Stated problem 1: Please reproduce the records from the line containing "Q: Where is a point on each instance of the sign" through the line containing "x=457, y=498", with both of those lines included.

Document excerpt:
--
His Honour Marien DCJ sentenced Jian Hua Chen for conspiracy to deal with money to the value of $1 million or more being proceeds of crime contrary to s 400.3(2) and s 11.5(1) of the Criminal Code. Although a conspiracy offence it is the same offence as the court is now concerned with and the maximum penalty available is the same. The penalty imposed was imprisonment for 6 years with a non-parole period of 3 years and 7 months. Chen entered a plea of guilty at the earliest opportunity and remorse was taken into account. His offence involved an entirely separate account in Hong Kong and all of the transferred funds were recovered. He was found to be occupying a "position at least at mid level" in the organisational hierarchy of the conspiracy relating to the Lun Tun trading company account.
Marien DCJ in the circumstances determined a starting point of 8 years. An appeal on sentence by Chen was dismissed. Having considered that sentence I am of the opinion the offence committed by each of these offenders is objectively very serious and in each case involves a high degree of moral culpability. This matter requires the imposition of a more significant sentence than indicated by Marien DCJ's starting point to reflect that and to provide an appropriate sentence.
  1. In dismissing Chen's appeal against sentence, this Court endorsed the judge's finding that the offence was above the middle range of seriousness and proffered the view that it was "well above": at [34] per Howie J; Beazley JA and Blanch J agreeing at [1] and [2] respectively.

  1. Wang submitted that the judge erred in assessing Wang's criminality as being higher than Chen's. I do not accept that submission. The two respects in which Chen's offending was more serious were that it was he who requested that the account be established whereas in the case of Wang, bank account details were provided to him; and secondly that Chen recruited others in the undertaking whereas Wang did not.
--
Stated problem 2: For each statement, answer yes or no according to the sentencing excerpt, and quote the words from the excerpt that decide it. (a) Chen's non-parole period was 3 years and 7 months. (b) Only part of the funds transferred in Chen's offense was recovered. (c) Wang recruited others in the undertaking.

Excerpted data:
--
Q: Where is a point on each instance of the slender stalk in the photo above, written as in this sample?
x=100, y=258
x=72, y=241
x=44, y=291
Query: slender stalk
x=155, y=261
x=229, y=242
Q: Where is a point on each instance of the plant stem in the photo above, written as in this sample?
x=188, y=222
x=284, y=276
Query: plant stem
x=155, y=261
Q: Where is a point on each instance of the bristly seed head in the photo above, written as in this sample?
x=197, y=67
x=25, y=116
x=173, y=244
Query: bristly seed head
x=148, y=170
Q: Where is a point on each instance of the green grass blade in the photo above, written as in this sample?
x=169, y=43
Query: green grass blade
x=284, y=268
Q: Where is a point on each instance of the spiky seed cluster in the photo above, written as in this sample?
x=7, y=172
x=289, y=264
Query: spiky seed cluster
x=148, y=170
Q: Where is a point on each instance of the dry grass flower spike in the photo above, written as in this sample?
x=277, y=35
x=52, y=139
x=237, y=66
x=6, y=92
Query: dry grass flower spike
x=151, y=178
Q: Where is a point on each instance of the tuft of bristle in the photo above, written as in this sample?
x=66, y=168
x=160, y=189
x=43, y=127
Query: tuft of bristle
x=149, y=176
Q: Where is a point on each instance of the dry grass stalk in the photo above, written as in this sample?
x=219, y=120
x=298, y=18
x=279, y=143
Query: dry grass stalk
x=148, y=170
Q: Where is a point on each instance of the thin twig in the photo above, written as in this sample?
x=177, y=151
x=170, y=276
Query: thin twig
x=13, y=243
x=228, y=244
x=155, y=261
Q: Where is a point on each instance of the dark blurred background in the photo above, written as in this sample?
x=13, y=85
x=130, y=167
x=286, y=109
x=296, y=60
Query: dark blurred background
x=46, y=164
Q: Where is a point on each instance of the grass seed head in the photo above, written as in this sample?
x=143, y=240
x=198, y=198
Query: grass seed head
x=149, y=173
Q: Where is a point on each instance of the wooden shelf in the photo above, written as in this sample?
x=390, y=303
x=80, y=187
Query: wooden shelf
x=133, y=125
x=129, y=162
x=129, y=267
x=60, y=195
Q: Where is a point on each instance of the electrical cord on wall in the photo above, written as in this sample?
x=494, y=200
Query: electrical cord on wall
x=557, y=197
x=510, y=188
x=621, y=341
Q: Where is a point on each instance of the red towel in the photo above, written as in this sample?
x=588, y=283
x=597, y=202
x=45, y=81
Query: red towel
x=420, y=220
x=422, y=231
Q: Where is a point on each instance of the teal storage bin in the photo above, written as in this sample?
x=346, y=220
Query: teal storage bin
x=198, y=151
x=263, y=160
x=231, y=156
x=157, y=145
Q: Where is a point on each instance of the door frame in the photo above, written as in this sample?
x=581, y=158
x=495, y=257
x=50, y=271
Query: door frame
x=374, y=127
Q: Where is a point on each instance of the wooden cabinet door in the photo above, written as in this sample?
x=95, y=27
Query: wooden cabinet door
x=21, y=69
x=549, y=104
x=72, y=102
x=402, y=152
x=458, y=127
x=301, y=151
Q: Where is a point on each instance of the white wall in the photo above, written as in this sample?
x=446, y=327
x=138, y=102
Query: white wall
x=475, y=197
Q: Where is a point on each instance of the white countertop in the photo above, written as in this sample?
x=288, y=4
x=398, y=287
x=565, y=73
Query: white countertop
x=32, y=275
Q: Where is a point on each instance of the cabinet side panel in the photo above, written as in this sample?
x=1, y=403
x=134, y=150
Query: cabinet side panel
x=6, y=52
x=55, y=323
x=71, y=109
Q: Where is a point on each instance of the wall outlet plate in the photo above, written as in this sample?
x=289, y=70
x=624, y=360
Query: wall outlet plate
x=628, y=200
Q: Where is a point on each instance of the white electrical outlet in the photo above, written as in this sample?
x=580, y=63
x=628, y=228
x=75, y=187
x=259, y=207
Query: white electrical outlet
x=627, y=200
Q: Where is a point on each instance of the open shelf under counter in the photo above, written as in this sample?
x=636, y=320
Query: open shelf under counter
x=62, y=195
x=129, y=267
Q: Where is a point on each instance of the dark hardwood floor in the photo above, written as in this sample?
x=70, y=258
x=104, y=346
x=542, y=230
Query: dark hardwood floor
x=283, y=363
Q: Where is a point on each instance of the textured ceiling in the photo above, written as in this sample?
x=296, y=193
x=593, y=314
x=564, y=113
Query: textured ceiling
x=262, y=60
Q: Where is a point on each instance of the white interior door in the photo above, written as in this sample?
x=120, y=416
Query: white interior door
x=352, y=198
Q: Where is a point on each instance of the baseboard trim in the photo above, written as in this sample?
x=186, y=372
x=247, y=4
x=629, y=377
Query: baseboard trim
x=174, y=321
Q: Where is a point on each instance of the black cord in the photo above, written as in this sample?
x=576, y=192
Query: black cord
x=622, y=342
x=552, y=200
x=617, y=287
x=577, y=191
--
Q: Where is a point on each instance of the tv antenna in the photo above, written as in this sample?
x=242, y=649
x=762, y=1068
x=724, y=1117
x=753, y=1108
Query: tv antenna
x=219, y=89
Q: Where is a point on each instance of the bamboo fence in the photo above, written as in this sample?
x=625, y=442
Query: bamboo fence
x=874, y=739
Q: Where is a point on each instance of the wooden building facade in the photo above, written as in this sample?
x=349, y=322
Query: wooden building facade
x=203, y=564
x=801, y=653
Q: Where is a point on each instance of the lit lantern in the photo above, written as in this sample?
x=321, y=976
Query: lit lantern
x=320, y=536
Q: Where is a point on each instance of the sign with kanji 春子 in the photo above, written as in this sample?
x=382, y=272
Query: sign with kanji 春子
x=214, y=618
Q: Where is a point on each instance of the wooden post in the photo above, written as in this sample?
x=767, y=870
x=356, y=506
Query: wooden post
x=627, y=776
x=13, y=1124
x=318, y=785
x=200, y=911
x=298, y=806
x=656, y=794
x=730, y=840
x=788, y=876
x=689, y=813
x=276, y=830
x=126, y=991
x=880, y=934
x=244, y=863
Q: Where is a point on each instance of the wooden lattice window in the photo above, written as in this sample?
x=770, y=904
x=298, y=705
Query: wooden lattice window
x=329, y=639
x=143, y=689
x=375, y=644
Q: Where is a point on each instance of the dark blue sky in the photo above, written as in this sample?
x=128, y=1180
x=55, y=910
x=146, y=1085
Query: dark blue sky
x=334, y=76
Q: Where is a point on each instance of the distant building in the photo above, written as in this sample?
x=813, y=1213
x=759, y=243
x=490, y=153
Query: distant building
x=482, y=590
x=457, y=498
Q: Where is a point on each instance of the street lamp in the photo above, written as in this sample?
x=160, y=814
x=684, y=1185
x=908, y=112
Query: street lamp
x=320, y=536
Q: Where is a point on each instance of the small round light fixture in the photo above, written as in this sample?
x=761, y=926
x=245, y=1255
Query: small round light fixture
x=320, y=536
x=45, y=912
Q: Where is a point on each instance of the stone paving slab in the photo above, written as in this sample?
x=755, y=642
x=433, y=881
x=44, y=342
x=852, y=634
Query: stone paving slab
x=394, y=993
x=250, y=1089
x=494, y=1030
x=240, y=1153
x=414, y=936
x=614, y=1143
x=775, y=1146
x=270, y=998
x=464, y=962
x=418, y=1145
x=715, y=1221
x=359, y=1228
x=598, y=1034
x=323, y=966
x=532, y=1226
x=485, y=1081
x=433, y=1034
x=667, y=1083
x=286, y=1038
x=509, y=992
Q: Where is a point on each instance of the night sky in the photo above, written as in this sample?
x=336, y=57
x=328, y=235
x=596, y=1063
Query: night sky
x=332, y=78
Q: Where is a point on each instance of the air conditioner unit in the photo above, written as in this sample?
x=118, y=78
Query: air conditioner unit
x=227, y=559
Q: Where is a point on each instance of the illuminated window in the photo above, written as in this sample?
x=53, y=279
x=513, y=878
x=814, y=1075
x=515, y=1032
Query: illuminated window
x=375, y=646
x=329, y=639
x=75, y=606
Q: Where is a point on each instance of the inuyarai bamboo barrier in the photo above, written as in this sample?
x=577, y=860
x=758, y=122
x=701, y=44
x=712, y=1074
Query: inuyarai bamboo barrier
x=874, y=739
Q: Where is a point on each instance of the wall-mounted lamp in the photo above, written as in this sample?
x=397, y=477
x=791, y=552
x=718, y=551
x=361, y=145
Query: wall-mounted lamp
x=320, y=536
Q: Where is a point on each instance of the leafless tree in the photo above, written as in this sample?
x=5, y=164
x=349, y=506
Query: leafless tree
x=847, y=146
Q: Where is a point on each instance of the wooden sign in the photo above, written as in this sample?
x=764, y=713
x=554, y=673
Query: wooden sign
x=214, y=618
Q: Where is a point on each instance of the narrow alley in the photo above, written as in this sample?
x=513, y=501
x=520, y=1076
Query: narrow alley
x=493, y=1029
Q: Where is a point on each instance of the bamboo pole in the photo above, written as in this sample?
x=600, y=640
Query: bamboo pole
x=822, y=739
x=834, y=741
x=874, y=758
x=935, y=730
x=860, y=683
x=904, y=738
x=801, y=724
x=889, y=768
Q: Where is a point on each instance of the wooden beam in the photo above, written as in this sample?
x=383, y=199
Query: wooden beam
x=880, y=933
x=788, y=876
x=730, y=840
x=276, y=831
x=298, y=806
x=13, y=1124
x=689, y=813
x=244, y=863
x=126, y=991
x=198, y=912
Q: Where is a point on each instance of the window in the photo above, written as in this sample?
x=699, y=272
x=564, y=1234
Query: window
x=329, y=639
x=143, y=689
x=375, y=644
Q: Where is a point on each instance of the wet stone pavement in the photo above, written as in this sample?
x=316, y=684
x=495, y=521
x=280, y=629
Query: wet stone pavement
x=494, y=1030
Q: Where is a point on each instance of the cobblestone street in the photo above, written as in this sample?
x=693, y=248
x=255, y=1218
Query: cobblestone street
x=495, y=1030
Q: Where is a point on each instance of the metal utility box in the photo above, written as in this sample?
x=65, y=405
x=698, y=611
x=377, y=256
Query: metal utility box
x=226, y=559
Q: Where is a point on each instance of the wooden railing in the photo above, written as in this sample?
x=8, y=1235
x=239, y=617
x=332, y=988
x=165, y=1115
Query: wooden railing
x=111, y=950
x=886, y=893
--
Worked solution 1:
Q: Where is a point on each instance of the sign with kanji 春子 in the photo above, written as in this sample?
x=382, y=272
Query: sign with kanji 春子
x=214, y=618
Q: Where is a point on each instance of the wooden post in the photo above, written as in this sample?
x=767, y=870
x=356, y=506
Query: wooden post
x=627, y=776
x=13, y=1124
x=318, y=785
x=200, y=911
x=298, y=806
x=656, y=794
x=730, y=840
x=788, y=876
x=689, y=813
x=276, y=830
x=126, y=991
x=880, y=934
x=244, y=863
Q: Where is a point on each instance of the wooden lattice window in the photo above, written as in this sample?
x=770, y=904
x=298, y=705
Query: wooden lattice window
x=329, y=639
x=143, y=689
x=375, y=644
Q: Where is a point on each instance of the dark blue sky in the photo above, written as in this sample?
x=128, y=1180
x=55, y=910
x=146, y=1085
Query: dark blue sky
x=334, y=76
Q: Where is a point on each instance of the distant building in the photo above, written as in this sample?
x=813, y=1213
x=759, y=243
x=490, y=153
Query: distant building
x=482, y=590
x=457, y=498

Worked solution 2:
(a) Yes: "imprisonment for 6 years with a non-parole period of 3 years and 7 months"
(b) No: "all of the transferred funds were recovered"
(c) No: "Chen recruited others in the undertaking whereas Wang did not"